--- Start Records shown ---

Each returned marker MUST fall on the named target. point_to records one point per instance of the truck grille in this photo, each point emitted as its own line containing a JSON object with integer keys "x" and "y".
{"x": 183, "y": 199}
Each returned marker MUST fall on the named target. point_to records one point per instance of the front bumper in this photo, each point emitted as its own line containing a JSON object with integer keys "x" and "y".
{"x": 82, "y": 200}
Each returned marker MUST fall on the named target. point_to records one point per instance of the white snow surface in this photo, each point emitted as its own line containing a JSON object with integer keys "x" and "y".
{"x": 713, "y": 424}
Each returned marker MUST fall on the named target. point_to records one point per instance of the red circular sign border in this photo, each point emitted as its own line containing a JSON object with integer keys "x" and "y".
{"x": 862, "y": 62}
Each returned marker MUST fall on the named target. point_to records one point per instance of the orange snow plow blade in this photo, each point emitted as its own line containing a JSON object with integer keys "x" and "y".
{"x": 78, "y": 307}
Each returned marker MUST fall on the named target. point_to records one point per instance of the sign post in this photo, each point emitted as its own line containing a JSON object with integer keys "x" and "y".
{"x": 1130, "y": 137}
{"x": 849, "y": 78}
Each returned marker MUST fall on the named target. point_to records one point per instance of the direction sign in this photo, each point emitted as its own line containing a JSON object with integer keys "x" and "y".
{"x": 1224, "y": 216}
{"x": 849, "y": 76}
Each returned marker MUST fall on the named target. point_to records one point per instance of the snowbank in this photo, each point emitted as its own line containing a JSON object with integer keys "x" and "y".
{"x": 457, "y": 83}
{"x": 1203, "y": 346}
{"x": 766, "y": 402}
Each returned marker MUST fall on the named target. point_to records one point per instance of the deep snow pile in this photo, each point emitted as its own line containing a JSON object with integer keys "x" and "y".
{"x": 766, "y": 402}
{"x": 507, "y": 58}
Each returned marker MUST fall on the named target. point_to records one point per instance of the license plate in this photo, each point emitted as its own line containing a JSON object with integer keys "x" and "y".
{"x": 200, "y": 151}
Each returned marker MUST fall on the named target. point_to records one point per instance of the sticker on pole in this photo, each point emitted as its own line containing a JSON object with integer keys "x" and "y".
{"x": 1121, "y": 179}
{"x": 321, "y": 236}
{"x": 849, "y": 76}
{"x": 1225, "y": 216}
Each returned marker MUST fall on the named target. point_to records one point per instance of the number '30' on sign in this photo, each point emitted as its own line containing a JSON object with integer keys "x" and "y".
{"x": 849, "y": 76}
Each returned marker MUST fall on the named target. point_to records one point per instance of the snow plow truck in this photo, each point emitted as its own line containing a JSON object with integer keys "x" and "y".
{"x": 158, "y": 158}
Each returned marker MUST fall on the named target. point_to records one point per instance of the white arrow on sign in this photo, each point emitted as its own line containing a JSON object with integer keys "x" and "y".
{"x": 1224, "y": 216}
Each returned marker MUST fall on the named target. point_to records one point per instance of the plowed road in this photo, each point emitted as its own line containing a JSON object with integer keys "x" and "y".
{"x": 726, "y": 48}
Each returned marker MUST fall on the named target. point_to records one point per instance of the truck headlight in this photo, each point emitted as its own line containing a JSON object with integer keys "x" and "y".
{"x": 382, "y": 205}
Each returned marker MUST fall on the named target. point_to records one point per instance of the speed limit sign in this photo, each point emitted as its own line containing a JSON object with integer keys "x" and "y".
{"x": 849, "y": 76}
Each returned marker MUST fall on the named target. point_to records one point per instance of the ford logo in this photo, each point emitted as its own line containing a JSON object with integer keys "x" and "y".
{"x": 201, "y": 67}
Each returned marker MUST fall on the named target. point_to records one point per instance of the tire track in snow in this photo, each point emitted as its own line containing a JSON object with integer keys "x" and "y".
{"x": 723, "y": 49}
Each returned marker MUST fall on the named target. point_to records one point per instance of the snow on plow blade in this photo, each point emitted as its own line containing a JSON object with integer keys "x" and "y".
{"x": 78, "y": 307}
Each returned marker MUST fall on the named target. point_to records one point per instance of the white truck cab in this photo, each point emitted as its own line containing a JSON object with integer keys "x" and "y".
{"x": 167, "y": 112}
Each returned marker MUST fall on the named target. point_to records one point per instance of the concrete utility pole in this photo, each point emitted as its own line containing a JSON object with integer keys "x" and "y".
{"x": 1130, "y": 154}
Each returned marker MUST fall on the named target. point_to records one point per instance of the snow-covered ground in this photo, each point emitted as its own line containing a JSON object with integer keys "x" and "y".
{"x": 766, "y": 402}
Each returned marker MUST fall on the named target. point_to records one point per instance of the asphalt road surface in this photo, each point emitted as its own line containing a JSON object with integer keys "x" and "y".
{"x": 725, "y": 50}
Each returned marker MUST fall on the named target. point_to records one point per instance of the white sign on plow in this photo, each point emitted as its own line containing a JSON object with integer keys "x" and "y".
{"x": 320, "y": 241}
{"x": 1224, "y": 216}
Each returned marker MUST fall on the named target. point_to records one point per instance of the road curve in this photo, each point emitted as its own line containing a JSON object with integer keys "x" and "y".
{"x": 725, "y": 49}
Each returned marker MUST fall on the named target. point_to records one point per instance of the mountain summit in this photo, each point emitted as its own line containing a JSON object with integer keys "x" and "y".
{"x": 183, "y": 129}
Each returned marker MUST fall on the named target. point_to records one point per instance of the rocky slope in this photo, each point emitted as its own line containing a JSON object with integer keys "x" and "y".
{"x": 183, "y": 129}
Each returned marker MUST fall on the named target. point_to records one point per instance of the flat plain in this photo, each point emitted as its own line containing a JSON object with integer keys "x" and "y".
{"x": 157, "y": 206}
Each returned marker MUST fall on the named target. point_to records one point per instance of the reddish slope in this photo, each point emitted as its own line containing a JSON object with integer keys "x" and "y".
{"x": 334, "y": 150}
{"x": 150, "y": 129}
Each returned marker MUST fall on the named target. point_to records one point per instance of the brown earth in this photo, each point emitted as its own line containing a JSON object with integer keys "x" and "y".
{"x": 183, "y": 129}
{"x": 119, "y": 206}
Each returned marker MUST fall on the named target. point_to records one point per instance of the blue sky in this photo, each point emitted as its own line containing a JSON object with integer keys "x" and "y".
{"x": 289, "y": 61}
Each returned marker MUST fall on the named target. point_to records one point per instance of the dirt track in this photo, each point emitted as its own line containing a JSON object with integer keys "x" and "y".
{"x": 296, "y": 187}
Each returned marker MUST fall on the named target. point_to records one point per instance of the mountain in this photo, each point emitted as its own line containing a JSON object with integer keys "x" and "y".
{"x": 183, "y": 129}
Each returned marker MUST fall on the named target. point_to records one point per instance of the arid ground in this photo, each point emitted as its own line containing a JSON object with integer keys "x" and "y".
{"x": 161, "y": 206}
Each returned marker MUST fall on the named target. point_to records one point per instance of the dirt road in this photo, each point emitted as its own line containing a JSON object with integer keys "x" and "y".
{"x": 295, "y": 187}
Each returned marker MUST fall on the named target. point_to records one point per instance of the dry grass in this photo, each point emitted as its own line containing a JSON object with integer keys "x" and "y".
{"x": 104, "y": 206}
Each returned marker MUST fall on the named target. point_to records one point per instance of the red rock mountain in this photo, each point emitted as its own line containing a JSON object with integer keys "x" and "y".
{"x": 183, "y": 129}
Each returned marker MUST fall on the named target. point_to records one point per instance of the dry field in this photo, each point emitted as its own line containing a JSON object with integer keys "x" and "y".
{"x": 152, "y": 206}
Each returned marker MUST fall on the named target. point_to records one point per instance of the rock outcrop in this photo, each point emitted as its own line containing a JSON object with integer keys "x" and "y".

--- End Records shown ---

Given request
Arrange every line of the data above as a numbered list, omitting any blank lines.

Result below
1. Each returned marker MUST fall on the named target. point_to records one point per instance of the truck grille in this photo, each point emitted as its own line containing a JSON object with integer keys "x" and "y".
2. {"x": 183, "y": 199}
3. Each returned marker MUST fall on the named target. point_to records one point per instance of the front bumper in this photo, each point emitted as its own line containing a JSON object with integer keys "x" and "y".
4. {"x": 82, "y": 200}
5. Each returned marker MUST fall on the named target. point_to records one point per instance of the white snow surface in this photo, each point emitted as its own line containing a JSON object with integer keys "x" and "y".
6. {"x": 713, "y": 424}
7. Each returned marker MUST fall on the named target. point_to records one point per instance of the red circular sign border in this photo, each point emitted as its own line containing a JSON object with integer keys "x" and "y".
8. {"x": 862, "y": 62}
9. Each returned marker MUST fall on the named target. point_to records one point per instance of the orange snow plow blade in this photo, each point emitted as its own line containing a JSON object with integer keys "x" and "y".
10. {"x": 78, "y": 307}
11. Each returned marker MUST fall on the named target. point_to records one point per instance of the sign post in this photo, each point emitted as its own line containing a JSON object with integer keys "x" and "y".
12. {"x": 1130, "y": 137}
13. {"x": 849, "y": 78}
14. Each returned marker MUST fall on the named target. point_to records one point per instance of the direction sign in this photo, each point emitted as its own line containing a JSON object with integer keys "x" and "y".
15. {"x": 1224, "y": 216}
16. {"x": 849, "y": 76}
17. Each returned marker MUST fall on the named target. point_to records one point per instance of the snowbank in this photo, each point emitted as its own line containing a JSON object with integer keys "x" and "y".
18. {"x": 457, "y": 83}
19. {"x": 1203, "y": 346}
20. {"x": 766, "y": 402}
21. Each returned marker MUST fall on the named target. point_to records one point per instance of the deep snow pile in this photo, each point emitted as its own line containing a JSON object with integer keys "x" and "y".
22. {"x": 766, "y": 402}
23. {"x": 507, "y": 58}
24. Each returned marker MUST fall on the named target. point_to records one point per instance of the license plate in this photo, each point emitted as its own line containing a JSON object with integer keys "x" and "y".
25. {"x": 200, "y": 151}
26. Each returned marker MUST fall on the named target. point_to records one point per instance of the sticker on pole in this photo, each point emitted as its own line containing a JSON object with integer keys "x" and "y".
27. {"x": 1121, "y": 179}
28. {"x": 321, "y": 236}
29. {"x": 849, "y": 76}
30. {"x": 1225, "y": 216}
31. Each returned marker MUST fall on the named target. point_to records one point per instance of the number '30' on sign in this photo, each point emitted as its own line containing a JSON object with integer keys "x" and "y".
32. {"x": 849, "y": 76}
33. Each returned marker MUST fall on the named target. point_to records one point per instance of the snow plow truck in this photo, each point emitted as its own line containing a JSON object with integer keys "x" and "y".
34. {"x": 158, "y": 158}
35. Each returned marker MUST fall on the named target. point_to records one point per instance of the white arrow on sign in this photo, each point emitted as its own line containing a JSON object with integer keys "x" and "y".
36. {"x": 1224, "y": 216}
37. Each returned marker MUST fall on the named target. point_to records one point per instance of the plowed road in this photo, each point emitted as its own line containing a JSON object with integer keys "x" and "y".
38. {"x": 726, "y": 48}
39. Each returned marker MUST fall on the named target. point_to records one point per instance of the truck headlight in this photo, each point emitted as its own line containing a JSON object with integer keys "x" and "y".
40. {"x": 382, "y": 205}
41. Each returned marker MUST fall on the named target. point_to records one point per instance of the speed limit sign in this photo, each point emitted as its own line containing a JSON object with integer keys "x" and "y".
42. {"x": 849, "y": 76}
43. Each returned marker MUST fall on the named target. point_to records one point per instance of the ford logo in this photo, each point emitted as its own line containing a JSON object with integer keys "x" and "y".
44. {"x": 201, "y": 67}
45. Each returned marker MUST fall on the named target. point_to records one point per instance of the tire track in snow in this photo, each point emitted as its own line containing a JSON object with integer keys "x" and "y".
46. {"x": 723, "y": 49}
47. Each returned marker MUST fall on the named target. point_to records one point per instance of the snow on plow blade in this photo, each point emitted as its own line containing a JSON object with integer keys "x" and "y".
48. {"x": 78, "y": 307}
49. Each returned marker MUST fall on the named target. point_to records one point per instance of the white truck cab in this photo, each point emitted as its own line containing a JSON object with integer keys "x" and "y".
50. {"x": 167, "y": 112}
51. Each returned marker MUST fall on the named target. point_to records one point per instance of the concrete utility pole in this photo, each point emitted as its own line containing a JSON object with integer keys "x" and "y".
52. {"x": 1130, "y": 154}
53. Each returned marker MUST fall on the named target. point_to records one point per instance of the snow-covered ground in this photo, each point emitted as its own line containing a JSON object with integer keys "x" and "y".
54. {"x": 766, "y": 402}
55. Each returned marker MUST fall on the named target. point_to records one point per instance of the asphalt road surface in this photo, each point emitted as its own line containing a JSON object with integer keys "x" and "y".
56. {"x": 725, "y": 50}
57. Each returned marker MUST fall on the named target. point_to records one point per instance of the white sign on plow in this photo, each point emitted as its own line containing a JSON object with integer keys "x" and "y".
58. {"x": 320, "y": 241}
59. {"x": 1224, "y": 216}
60. Each returned marker MUST fall on the named target. point_to records one point per instance of the road curve in this photo, each point emitted as its own line containing a JSON object with integer keys "x" and "y".
61. {"x": 725, "y": 49}
62. Each returned marker MUST fall on the named target. point_to records one point per instance of the mountain summit in this photo, each point emitted as its own line containing a JSON object with integer keys "x" and "y".
63. {"x": 183, "y": 129}
64. Each returned marker MUST fall on the named target. point_to records one point per instance of the rocky slope in this photo, each point emitted as its own line containing a JSON object with integer keys "x" and "y".
65. {"x": 183, "y": 129}
66. Each returned marker MUST fall on the named target. point_to records one point per instance of the flat plain in this photo, each point emitted as its own line containing a JSON object with integer keys "x" and "y".
67. {"x": 157, "y": 206}
68. Each returned marker MUST fall on the named target. point_to records one point per instance of the reddish slope in this photo, each point emitted as its own line containing a JSON object with integer keys "x" and "y".
69. {"x": 334, "y": 150}
70. {"x": 150, "y": 129}
71. Each returned marker MUST fall on the named target. point_to records one point per instance of the brown earth in this photo, each point emitted as its own line containing a JSON object with integer keys "x" and "y".
72. {"x": 183, "y": 129}
73. {"x": 119, "y": 206}
74. Each returned marker MUST fall on the named target. point_to records one point per instance of the blue sky in this photo, each point emitted as its own line containing a JSON object with integer keys "x" and "y".
75. {"x": 289, "y": 61}
76. Each returned marker MUST fall on the named target. point_to records one point per instance of the dirt track in this photo, each point emitted as its own line containing a JSON object with integer keys "x" and "y".
77. {"x": 296, "y": 187}
78. Each returned marker MUST fall on the named target. point_to records one point per instance of the mountain in this photo, each point emitted as its own line containing a JSON object with integer keys "x" and "y".
79. {"x": 183, "y": 129}
80. Each returned marker MUST fall on the named target. point_to records one point per instance of the arid ground in this photo, each point emitted as its own line containing a JSON object with integer keys "x" and "y".
81. {"x": 161, "y": 206}
82. Each returned marker MUST fall on the named target. point_to records one point per instance of the dirt road in this photo, each point emitted as its own line containing a JSON object with integer keys "x" and "y".
83. {"x": 295, "y": 187}
84. Each returned marker MUST fall on the named target. point_to records one point per instance of the dry grass in this photo, each point emitted as its own line containing a JSON object with integer keys "x" and "y".
85. {"x": 104, "y": 206}
86. Each returned marker MUST fall on the named target. point_to records one point per instance of the red rock mountain in this photo, each point emitted as its own line containing a JSON object with integer keys "x" and "y".
87. {"x": 183, "y": 129}
88. Each returned marker MUST fall on the named target. point_to records one point per instance of the dry field in this photo, each point emitted as its own line containing a JSON object with integer keys "x" and "y".
89. {"x": 152, "y": 206}
90. Each returned marker MUST fall on the named target. point_to records one point per instance of the rock outcrop in this photo, each point emitted as its own line containing a JSON object with integer keys "x" and "y".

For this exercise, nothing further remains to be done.